# What is asked
Reproduce everything from the line containing "point: telegraph pole" down to the end of the stored items below, offsetting every coordinate in the answers by 145. Leave all other text unchanged.

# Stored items
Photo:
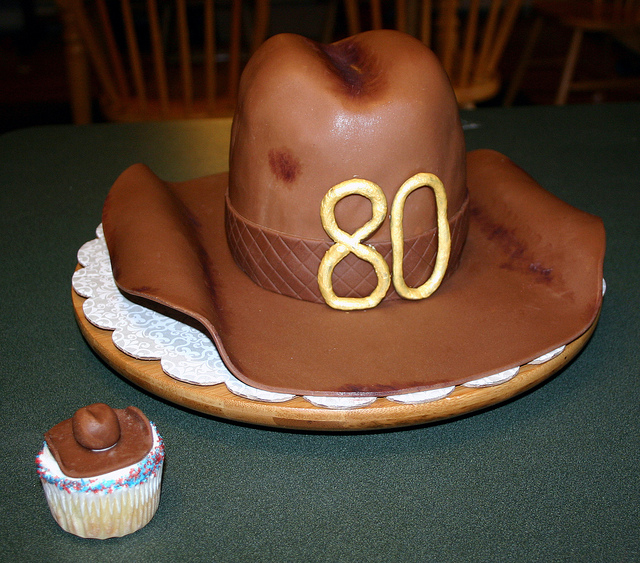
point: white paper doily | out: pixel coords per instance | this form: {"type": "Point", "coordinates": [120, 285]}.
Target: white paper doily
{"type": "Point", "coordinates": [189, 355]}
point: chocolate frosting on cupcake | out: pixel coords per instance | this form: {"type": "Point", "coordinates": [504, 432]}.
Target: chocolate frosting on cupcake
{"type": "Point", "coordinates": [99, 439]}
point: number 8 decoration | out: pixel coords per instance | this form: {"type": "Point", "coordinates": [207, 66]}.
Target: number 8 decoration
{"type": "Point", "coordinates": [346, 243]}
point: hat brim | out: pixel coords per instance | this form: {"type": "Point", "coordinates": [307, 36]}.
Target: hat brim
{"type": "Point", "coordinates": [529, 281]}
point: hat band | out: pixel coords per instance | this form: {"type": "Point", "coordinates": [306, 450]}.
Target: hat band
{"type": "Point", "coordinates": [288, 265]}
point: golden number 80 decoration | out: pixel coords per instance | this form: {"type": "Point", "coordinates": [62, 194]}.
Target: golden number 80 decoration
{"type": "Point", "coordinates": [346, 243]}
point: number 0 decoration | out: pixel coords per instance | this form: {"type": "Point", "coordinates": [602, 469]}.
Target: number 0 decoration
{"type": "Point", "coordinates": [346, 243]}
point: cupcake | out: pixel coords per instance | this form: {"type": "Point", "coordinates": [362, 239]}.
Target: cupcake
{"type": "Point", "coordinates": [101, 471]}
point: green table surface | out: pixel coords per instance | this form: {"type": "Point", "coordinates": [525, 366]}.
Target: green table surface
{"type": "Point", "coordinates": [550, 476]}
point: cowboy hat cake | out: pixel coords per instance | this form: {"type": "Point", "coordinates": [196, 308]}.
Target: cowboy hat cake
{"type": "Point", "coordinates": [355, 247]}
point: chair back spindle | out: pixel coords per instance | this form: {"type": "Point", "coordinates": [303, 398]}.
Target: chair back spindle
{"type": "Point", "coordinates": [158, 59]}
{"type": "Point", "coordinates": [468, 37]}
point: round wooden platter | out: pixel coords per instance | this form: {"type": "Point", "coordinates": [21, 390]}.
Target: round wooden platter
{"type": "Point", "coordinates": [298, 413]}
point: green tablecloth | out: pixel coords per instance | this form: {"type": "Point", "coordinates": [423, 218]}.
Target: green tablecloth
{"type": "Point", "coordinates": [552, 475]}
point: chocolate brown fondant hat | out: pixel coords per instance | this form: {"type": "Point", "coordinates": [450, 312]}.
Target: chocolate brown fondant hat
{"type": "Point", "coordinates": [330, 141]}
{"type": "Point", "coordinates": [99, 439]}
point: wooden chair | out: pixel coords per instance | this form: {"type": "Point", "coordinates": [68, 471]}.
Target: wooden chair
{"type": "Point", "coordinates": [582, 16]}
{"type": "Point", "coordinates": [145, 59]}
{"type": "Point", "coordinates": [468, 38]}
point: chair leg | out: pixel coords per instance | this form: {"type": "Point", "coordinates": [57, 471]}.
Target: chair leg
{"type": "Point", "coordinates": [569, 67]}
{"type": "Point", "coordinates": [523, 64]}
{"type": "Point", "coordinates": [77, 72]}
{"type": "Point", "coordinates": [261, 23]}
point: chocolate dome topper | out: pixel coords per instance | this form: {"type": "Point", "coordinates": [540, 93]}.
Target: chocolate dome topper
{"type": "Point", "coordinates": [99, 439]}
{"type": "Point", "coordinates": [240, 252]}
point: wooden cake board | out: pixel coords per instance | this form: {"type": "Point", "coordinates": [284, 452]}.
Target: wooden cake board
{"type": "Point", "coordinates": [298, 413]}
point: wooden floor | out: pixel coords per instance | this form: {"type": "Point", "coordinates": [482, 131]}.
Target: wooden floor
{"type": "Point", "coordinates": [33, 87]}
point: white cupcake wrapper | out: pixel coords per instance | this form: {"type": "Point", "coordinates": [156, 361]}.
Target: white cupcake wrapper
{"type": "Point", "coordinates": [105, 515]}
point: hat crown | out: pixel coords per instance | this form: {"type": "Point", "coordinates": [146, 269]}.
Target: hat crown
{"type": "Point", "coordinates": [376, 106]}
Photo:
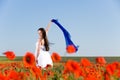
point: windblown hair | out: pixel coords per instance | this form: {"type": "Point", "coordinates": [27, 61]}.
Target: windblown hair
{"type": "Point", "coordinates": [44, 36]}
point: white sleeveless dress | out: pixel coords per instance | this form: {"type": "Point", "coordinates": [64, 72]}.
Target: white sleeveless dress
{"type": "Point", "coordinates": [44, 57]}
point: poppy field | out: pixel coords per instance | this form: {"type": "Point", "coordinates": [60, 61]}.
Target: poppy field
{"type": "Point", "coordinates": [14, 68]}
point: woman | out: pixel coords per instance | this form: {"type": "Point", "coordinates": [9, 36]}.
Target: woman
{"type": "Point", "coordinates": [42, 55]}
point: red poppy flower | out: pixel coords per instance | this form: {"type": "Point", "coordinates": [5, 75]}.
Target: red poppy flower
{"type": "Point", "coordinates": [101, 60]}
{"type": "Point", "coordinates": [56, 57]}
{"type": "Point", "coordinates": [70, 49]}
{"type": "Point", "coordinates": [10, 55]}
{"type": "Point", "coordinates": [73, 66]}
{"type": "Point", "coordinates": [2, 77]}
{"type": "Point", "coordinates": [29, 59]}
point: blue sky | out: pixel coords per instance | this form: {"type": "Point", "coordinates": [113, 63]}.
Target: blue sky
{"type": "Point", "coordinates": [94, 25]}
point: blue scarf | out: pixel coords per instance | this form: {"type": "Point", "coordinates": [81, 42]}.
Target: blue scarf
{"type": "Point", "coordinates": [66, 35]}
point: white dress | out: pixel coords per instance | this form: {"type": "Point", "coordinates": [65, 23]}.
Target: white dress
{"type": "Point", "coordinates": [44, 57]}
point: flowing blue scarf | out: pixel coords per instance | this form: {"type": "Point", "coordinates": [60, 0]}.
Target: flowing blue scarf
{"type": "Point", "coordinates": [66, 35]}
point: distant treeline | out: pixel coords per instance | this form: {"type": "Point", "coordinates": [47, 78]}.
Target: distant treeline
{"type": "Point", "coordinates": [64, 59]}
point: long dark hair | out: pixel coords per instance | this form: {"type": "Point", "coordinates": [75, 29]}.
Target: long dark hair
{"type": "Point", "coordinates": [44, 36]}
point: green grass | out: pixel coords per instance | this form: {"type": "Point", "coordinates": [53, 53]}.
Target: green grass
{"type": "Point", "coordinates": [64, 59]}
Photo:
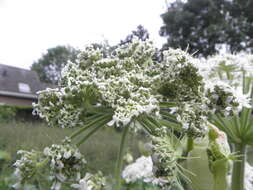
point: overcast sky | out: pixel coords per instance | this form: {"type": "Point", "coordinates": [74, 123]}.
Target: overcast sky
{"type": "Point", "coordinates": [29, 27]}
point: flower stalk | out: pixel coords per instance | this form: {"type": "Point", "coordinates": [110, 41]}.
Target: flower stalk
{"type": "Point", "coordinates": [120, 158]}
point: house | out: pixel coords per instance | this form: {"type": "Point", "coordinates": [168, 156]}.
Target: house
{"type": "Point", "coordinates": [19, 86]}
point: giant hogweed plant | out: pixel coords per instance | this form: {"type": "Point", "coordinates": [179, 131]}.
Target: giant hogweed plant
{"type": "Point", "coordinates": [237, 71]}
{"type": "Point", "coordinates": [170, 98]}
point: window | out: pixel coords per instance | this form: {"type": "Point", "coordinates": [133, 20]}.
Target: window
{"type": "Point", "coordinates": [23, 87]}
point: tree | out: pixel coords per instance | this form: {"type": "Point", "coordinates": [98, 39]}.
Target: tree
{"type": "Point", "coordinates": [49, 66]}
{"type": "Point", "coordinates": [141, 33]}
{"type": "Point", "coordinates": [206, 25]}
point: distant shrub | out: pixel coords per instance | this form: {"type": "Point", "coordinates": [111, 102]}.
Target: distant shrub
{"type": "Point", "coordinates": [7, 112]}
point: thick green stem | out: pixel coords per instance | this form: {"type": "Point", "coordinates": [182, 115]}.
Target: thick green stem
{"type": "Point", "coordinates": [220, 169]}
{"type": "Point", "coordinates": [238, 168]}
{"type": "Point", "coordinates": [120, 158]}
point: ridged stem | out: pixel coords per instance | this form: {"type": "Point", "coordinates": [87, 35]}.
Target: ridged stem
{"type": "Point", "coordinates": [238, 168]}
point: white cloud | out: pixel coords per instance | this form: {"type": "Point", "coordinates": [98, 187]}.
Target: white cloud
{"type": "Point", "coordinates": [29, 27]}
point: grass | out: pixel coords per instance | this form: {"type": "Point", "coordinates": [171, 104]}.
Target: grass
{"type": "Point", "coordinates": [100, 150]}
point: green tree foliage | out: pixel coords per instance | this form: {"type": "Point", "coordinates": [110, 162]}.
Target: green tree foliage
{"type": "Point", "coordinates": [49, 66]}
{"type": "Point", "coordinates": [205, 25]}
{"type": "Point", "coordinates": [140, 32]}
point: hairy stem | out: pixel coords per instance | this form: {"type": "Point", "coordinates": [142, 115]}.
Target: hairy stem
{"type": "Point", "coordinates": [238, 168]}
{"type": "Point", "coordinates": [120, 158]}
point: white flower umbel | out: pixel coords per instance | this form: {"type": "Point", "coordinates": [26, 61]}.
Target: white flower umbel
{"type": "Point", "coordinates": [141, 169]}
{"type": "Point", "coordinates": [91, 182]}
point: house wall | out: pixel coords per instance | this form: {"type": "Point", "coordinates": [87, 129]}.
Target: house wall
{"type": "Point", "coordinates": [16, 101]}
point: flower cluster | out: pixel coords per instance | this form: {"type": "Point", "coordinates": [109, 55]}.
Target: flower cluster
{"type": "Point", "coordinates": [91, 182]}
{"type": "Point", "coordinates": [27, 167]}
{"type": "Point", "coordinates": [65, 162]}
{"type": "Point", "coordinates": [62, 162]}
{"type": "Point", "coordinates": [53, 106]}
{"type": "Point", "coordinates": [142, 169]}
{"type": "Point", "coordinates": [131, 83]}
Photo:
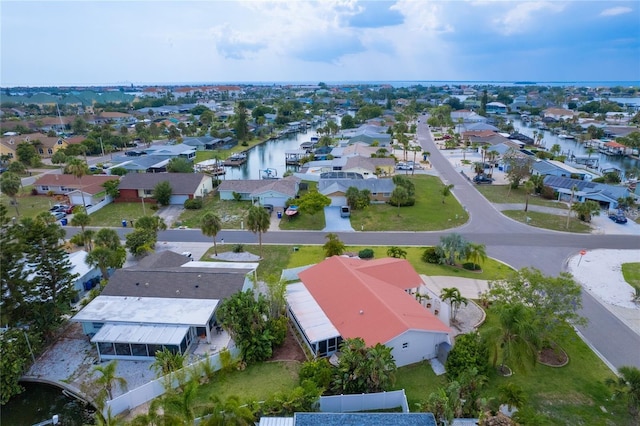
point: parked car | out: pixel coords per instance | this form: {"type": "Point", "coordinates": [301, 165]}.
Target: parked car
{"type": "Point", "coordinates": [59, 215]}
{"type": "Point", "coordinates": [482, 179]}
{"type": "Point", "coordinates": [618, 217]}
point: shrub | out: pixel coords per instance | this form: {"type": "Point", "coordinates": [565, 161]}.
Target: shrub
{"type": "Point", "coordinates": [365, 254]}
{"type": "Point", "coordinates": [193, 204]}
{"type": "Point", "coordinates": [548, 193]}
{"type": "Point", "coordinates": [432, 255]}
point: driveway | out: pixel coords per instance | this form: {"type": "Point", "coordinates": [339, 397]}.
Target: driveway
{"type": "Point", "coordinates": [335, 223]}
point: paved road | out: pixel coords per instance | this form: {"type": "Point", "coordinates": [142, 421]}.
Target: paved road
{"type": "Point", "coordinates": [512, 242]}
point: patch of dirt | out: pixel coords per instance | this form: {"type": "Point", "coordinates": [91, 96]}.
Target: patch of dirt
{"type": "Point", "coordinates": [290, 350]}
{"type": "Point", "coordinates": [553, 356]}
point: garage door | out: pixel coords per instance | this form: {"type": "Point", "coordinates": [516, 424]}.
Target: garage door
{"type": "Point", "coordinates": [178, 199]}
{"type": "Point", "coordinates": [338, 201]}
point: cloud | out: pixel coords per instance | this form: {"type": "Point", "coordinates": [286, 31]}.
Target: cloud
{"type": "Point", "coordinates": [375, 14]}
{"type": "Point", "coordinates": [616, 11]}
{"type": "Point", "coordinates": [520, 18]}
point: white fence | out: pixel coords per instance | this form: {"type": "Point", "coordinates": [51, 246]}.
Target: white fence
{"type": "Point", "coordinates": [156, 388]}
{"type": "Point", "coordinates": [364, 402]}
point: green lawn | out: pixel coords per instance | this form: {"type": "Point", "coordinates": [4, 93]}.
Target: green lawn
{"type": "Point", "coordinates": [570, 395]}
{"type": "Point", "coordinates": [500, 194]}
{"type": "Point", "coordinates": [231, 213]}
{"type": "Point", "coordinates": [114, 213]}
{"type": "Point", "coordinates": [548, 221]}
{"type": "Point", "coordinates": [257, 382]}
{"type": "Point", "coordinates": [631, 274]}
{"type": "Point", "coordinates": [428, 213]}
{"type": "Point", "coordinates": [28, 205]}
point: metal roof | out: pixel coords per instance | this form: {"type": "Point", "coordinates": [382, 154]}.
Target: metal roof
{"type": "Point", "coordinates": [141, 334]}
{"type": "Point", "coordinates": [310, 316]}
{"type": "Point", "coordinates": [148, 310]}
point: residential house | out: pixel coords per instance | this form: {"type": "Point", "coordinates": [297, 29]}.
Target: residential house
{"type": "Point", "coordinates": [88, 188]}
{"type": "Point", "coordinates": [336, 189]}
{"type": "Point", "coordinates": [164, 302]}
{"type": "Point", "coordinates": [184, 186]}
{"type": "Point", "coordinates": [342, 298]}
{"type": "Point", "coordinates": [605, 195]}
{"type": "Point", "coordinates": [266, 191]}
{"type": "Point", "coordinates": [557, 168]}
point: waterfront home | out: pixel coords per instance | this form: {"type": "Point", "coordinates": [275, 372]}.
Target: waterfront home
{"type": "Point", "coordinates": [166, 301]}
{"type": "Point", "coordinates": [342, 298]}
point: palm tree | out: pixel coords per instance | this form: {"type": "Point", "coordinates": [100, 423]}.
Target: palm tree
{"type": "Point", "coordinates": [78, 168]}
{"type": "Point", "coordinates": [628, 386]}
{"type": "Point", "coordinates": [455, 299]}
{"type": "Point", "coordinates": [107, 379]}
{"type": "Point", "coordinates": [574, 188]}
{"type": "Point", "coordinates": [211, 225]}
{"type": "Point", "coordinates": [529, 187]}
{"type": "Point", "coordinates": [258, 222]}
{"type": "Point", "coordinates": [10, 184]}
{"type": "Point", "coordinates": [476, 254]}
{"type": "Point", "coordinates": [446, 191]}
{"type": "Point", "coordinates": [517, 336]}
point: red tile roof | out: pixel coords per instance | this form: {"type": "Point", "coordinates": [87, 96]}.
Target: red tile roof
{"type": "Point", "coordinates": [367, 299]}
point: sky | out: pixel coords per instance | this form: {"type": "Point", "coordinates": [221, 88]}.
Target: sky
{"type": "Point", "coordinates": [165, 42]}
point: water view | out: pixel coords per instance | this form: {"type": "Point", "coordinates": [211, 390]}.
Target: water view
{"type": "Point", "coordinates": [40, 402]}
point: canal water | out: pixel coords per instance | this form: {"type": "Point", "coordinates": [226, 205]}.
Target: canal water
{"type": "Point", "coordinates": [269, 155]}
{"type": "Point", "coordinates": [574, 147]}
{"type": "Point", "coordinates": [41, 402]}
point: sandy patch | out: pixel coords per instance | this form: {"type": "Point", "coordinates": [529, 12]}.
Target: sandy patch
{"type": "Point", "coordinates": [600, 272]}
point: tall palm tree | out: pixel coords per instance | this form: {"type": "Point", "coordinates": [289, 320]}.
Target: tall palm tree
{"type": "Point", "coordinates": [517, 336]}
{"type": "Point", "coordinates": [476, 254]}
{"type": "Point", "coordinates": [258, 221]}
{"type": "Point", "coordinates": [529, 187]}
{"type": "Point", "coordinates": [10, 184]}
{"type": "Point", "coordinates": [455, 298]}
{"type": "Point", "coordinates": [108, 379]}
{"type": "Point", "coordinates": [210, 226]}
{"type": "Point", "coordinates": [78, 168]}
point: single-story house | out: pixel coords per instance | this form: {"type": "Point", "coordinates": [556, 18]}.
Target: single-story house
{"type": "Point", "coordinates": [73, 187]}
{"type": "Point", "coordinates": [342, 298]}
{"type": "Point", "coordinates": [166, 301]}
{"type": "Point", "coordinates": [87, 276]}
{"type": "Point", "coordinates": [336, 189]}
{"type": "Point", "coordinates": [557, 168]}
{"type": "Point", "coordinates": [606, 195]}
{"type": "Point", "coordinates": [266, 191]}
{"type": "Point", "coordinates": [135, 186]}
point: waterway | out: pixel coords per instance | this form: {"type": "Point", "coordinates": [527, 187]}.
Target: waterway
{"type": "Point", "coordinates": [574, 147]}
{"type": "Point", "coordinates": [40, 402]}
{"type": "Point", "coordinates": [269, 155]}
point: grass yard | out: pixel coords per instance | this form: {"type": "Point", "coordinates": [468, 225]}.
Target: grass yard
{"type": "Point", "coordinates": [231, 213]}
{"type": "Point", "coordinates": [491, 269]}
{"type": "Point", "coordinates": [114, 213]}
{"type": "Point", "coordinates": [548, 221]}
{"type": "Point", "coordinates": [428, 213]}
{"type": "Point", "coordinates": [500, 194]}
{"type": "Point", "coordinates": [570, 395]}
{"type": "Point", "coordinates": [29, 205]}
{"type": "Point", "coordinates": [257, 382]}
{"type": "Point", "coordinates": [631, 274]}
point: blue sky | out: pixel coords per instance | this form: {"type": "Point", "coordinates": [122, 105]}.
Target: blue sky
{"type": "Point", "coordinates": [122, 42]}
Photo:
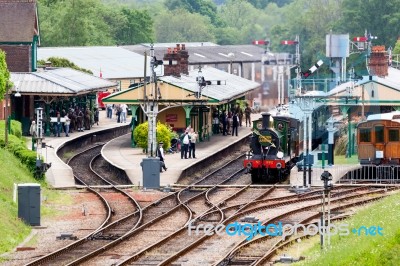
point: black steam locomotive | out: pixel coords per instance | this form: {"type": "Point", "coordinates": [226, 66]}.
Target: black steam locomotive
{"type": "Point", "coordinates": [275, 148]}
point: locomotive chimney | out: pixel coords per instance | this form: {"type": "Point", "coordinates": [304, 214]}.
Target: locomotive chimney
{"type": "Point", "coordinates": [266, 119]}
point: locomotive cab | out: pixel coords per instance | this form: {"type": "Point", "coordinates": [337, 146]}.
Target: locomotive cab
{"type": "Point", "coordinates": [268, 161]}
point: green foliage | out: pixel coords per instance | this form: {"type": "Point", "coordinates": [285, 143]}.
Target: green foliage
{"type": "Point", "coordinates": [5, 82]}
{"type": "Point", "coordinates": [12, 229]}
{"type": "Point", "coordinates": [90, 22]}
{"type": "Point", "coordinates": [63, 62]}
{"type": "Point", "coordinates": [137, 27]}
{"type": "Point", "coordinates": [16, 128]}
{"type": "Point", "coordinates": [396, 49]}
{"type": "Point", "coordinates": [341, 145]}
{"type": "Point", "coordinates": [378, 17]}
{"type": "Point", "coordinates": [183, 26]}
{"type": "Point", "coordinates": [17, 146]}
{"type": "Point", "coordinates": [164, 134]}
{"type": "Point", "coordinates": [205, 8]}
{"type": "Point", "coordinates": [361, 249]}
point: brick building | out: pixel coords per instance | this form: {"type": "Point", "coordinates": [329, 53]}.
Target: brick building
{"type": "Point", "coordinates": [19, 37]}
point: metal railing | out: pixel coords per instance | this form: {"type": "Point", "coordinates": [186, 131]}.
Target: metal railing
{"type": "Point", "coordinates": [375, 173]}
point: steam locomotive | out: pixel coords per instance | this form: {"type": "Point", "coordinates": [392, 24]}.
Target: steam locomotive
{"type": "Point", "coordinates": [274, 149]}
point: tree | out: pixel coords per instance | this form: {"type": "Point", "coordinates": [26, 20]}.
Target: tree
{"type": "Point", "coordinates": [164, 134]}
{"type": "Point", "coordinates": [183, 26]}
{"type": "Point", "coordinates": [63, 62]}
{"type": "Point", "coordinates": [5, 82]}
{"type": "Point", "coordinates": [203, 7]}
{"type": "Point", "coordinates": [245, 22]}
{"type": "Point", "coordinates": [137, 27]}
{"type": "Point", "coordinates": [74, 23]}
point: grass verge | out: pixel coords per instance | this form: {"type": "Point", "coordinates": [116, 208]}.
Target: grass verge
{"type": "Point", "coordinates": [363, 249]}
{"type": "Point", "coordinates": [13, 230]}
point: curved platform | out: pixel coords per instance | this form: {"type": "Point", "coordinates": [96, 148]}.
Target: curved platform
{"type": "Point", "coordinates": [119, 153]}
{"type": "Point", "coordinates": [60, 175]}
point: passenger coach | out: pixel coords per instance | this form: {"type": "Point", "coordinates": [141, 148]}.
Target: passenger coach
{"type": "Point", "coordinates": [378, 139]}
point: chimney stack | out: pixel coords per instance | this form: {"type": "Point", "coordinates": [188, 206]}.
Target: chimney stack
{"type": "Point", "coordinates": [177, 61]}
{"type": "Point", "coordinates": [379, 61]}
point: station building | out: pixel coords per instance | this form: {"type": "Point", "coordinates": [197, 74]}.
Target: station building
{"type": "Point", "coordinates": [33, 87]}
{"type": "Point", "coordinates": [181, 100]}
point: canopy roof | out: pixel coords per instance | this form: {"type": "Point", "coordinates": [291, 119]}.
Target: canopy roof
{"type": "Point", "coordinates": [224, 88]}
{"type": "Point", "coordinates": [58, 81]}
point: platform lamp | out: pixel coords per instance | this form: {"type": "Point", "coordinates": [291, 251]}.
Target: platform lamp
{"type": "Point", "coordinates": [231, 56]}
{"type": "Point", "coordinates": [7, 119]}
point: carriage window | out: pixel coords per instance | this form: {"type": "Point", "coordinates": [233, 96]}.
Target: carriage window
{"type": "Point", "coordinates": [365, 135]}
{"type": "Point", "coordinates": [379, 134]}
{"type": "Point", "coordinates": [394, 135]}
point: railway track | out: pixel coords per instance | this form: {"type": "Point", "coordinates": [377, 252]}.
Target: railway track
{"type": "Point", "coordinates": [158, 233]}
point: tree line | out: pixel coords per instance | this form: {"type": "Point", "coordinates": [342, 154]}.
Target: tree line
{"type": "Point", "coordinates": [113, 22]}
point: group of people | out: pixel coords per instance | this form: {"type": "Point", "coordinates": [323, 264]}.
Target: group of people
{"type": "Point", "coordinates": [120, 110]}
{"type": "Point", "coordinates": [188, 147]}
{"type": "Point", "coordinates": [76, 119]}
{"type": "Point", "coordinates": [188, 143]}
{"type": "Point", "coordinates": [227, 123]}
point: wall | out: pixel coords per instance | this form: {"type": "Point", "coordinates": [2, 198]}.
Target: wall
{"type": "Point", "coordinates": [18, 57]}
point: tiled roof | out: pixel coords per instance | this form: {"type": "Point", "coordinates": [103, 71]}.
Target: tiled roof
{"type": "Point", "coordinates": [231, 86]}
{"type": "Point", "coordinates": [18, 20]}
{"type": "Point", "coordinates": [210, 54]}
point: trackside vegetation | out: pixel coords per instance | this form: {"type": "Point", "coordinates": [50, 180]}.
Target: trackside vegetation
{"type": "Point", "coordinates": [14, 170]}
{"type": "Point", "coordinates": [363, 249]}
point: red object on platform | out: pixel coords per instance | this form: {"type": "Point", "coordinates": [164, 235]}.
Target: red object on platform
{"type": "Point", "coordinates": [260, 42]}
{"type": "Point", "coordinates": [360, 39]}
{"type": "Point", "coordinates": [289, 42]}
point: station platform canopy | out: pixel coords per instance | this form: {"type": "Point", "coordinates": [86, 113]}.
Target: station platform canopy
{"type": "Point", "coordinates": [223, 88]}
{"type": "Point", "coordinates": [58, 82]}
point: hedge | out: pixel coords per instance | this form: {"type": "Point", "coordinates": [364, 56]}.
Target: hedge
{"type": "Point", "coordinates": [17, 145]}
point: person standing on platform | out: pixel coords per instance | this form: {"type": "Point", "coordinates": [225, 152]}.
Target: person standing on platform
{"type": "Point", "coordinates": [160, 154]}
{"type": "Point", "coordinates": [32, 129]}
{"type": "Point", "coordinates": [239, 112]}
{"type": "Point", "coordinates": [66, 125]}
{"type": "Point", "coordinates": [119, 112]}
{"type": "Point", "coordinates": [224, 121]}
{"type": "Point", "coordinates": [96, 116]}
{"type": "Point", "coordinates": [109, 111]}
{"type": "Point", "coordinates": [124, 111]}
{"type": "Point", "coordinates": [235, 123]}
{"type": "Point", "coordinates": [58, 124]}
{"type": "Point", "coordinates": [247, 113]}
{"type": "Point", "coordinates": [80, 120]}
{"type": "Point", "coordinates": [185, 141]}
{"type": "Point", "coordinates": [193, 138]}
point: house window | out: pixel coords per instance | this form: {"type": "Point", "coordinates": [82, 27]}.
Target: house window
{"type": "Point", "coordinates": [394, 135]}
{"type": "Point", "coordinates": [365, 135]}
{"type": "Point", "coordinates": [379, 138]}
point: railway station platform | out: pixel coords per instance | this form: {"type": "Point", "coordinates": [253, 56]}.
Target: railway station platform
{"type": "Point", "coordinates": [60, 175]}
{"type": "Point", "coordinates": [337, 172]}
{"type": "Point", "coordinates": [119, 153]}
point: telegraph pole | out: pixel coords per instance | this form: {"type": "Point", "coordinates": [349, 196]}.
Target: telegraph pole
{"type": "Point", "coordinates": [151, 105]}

# Answer to this task
point: telegraph pole | out: pixel coords per instance | this form: {"type": "Point", "coordinates": [349, 196]}.
Target: telegraph pole
{"type": "Point", "coordinates": [296, 250]}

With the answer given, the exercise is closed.